[Point localization data]
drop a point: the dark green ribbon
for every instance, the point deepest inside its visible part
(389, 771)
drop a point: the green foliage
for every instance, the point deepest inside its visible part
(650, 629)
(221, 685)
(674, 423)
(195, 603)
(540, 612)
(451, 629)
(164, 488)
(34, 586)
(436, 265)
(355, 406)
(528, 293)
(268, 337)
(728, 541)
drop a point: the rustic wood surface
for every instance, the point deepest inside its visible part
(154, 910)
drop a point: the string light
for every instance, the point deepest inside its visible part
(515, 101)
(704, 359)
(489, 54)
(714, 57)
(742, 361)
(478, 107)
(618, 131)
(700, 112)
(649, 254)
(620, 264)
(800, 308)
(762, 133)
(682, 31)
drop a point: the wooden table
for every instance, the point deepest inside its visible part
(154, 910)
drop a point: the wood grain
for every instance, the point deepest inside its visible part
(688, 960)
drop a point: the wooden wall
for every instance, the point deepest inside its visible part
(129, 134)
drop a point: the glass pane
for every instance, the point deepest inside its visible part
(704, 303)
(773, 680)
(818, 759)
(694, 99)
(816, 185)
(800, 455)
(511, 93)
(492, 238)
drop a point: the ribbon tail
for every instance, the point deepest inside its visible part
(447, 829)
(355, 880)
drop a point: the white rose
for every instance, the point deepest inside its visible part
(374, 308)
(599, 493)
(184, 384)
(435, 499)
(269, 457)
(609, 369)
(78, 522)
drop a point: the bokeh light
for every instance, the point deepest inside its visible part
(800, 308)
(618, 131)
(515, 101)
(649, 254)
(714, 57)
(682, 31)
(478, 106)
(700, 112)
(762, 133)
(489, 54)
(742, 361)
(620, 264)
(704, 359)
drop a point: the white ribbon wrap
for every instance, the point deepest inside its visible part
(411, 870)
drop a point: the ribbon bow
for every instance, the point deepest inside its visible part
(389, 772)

_Instructions to follow:_
Please count the lines that hold "green" in this data and report the total alone.

_Answer:_
2